## TEXT BLOCK

__________________________________________________

In an April 1984 update, Dr. Vazquez classified claimant's arthritis as severe, and in August 1984 Dr. Vazquez wrote that since May claimant had had several episodes of vascultitis, fever, and rupture of small capillaries in both legs. In November 1984, he said claimant had had frequent checkups, frequent secondary infections and colds, and was unable to work.

There are further medical reports, but they postdate the expiration of insured status and do not purport to describe claimant's pre-June 1984 condition, so we will not discuss them.

Missing from the medical evidence is any residual functional capacity assessment performed by a treating physician. There are several forms completed by nonexamining psychiatrists asserting that claimant's mental condition is not severe, but as these naked opinions predate the Secretary's ruling restricting the nonsevere label to truly de minimis conditions, see McDonald v. Secretary, 795 F.2d 1118, 1124-25 (1st Cir. 1986), and do not indicate the basis of the opinion or whether the severity regulation was being properly applied, they are not useful. Rivera-Torres v. Secretary, 837 F.2d 4, 6 (1st Cir. 1988) (conclusory statement that impairment not severe not helpful where it is not apparent whether nonexamining doctor properly limited nonsevere label to de minimis conditions); Fernandez v. Secretary, 826 F.2d 164, 167 (1st Cir. 1987).

__________________________________________________

## EXERCISE REQUIREMENTS
Using the excerpt on the claimant's medical evidence above, answer each question:
1. How did Dr. Vazquez classify claimant's arthritis in the April 1984 update?
2. Why are the further medical reports not discussed?
3. What is missing from the medical evidence?

## GIVEN INFORMATION
__________________________________________________

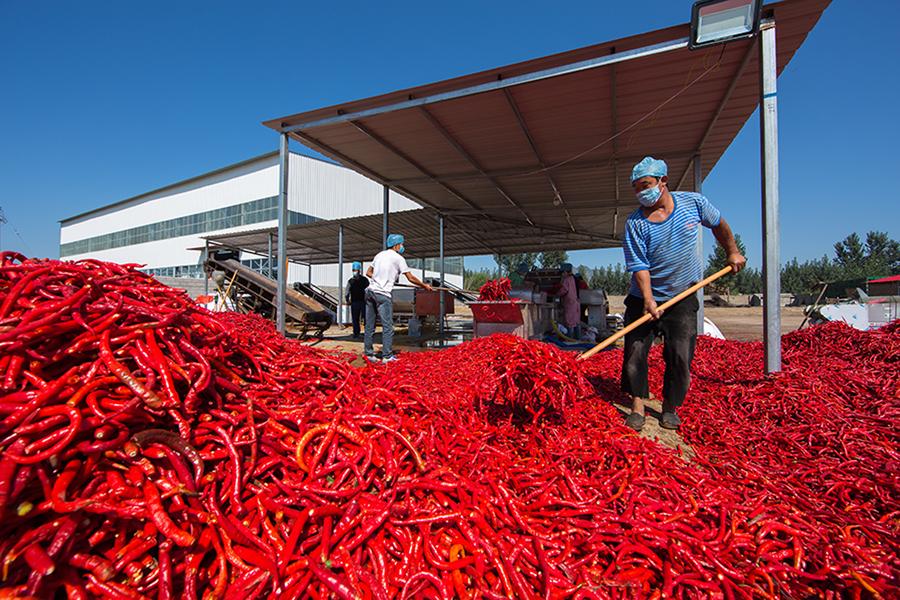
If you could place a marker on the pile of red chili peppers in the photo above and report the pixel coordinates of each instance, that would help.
(495, 289)
(151, 448)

__________________________________________________

## YOUR RESPONSE
1. As severe.
2. They postdate the expiration of insured status and do not purport to describe claimant's pre-June 1984 condition.
3. Any residual functional capacity assessment performed by a treating physician.